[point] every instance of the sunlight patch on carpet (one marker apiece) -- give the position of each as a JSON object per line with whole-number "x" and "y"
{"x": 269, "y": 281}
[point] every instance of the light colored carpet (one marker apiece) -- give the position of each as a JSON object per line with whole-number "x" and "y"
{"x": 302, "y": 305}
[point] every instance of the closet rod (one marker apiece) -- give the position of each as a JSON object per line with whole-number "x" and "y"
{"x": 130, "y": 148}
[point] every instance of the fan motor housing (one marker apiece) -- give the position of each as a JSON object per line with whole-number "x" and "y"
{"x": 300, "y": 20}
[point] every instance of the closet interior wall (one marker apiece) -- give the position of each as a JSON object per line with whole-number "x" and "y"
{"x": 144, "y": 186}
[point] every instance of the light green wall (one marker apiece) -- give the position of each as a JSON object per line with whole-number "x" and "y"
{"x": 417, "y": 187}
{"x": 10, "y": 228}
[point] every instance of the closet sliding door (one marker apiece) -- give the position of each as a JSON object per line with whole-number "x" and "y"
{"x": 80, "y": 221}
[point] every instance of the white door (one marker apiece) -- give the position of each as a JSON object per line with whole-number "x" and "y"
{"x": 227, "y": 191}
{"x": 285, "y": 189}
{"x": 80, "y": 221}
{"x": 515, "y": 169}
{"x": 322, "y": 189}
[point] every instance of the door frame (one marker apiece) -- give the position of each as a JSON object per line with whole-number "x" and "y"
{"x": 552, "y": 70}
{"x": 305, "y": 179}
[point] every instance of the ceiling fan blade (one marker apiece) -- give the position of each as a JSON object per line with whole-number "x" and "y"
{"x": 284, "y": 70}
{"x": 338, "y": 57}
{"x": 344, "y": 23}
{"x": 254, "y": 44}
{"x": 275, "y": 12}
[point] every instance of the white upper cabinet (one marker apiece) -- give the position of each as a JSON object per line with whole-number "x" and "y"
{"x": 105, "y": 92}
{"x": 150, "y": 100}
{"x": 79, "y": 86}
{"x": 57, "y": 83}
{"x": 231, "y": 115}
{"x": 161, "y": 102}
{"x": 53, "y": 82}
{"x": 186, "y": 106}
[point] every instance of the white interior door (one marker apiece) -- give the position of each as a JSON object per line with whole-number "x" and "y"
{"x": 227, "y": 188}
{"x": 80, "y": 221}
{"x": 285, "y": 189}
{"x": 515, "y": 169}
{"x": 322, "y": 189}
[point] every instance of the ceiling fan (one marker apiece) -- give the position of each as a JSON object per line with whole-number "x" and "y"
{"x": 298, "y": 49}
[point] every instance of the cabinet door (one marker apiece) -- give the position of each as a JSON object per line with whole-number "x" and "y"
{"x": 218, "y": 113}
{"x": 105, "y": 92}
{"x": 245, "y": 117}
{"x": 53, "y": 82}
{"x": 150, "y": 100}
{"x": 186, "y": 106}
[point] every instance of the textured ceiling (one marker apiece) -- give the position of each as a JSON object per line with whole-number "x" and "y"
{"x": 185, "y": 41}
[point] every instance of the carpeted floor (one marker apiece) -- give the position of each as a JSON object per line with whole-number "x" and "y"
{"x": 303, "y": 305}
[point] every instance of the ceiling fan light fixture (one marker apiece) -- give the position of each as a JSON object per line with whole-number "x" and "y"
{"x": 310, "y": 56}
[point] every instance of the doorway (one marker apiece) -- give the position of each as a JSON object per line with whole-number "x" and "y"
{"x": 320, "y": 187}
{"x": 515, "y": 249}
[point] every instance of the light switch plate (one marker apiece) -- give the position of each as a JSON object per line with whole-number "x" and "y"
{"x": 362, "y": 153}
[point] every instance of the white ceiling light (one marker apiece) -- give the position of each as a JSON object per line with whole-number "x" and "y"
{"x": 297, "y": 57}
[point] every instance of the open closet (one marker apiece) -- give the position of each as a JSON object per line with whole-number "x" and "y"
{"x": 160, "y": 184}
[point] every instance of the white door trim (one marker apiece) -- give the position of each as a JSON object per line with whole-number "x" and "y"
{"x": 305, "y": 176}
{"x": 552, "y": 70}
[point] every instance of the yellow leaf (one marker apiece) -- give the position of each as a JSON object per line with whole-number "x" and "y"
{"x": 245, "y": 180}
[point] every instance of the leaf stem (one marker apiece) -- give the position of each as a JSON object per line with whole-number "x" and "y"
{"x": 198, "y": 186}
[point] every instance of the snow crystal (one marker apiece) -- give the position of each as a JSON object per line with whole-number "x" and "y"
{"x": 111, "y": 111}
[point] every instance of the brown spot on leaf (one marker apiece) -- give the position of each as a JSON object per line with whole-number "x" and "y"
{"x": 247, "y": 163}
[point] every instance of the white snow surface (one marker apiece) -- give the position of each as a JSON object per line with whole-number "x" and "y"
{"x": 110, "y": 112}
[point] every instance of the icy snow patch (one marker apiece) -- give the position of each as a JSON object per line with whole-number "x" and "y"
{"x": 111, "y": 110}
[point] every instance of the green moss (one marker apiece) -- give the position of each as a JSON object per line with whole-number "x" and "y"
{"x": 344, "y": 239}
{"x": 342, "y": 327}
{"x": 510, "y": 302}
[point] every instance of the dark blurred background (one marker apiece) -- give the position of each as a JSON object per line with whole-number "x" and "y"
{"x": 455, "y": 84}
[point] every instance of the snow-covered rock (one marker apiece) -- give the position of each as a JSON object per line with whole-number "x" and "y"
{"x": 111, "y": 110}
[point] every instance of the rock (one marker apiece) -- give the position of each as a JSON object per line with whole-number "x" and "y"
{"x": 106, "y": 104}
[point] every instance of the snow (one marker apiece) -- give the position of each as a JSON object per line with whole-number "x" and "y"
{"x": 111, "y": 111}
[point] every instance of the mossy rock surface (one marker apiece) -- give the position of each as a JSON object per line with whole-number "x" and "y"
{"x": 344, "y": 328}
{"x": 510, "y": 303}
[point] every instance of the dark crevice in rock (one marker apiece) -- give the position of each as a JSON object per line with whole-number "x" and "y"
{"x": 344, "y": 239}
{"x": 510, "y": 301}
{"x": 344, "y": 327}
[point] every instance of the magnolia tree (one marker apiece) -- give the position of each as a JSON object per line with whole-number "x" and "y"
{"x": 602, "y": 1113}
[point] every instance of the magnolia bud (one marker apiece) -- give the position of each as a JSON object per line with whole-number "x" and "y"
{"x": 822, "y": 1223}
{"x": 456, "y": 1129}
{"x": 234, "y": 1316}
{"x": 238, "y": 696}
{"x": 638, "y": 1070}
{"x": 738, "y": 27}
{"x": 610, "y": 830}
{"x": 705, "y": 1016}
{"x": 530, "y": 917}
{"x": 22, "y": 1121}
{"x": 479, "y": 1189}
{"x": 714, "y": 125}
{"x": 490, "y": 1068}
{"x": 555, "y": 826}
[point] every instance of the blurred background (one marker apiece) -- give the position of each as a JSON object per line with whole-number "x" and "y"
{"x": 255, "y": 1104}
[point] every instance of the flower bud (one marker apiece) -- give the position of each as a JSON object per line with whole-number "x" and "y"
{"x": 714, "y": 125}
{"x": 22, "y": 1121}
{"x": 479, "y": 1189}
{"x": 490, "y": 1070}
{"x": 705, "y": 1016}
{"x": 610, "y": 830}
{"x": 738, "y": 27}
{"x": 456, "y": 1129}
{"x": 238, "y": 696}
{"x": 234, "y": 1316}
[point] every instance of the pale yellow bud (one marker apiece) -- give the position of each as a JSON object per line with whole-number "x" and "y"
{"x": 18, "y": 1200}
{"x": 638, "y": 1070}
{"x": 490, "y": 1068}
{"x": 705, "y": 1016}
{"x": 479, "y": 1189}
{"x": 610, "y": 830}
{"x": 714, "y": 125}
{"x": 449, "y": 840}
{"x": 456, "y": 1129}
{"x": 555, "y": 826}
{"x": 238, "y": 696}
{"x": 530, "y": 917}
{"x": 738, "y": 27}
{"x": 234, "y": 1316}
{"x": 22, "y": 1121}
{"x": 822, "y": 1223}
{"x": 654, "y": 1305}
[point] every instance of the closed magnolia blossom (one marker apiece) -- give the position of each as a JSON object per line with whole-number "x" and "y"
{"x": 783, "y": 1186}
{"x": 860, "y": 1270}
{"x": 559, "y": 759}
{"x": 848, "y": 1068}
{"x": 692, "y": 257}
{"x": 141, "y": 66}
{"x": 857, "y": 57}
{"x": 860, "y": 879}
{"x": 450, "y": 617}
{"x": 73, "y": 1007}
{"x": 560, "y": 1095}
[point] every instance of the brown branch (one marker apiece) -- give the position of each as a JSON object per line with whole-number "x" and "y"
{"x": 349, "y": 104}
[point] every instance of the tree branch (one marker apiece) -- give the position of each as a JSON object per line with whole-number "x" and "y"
* * * * * * *
Rewrite the data as a numbered list, from the line with "[point] every instance of the closed" through the end of the data, leaving out any blank lines.

1. [point] every instance of the closed magnolia blossom (one marker apiece) -- give the position of each as a JSON object per line with whole-number "x" and "y"
2. {"x": 783, "y": 1186}
3. {"x": 860, "y": 1270}
4. {"x": 559, "y": 759}
5. {"x": 848, "y": 1068}
6. {"x": 692, "y": 257}
7. {"x": 141, "y": 66}
8. {"x": 857, "y": 57}
9. {"x": 860, "y": 879}
10. {"x": 450, "y": 617}
11. {"x": 73, "y": 1007}
12. {"x": 560, "y": 1095}
13. [point] every instance of the brown branch (one marker apiece) -- give the position of each as a JSON object per line with whole-number "x" and "y"
14. {"x": 349, "y": 104}
15. [point] every instance of the tree branch (one marker apiece) -- give the position of each as a JSON object per line with whole-number "x" and "y"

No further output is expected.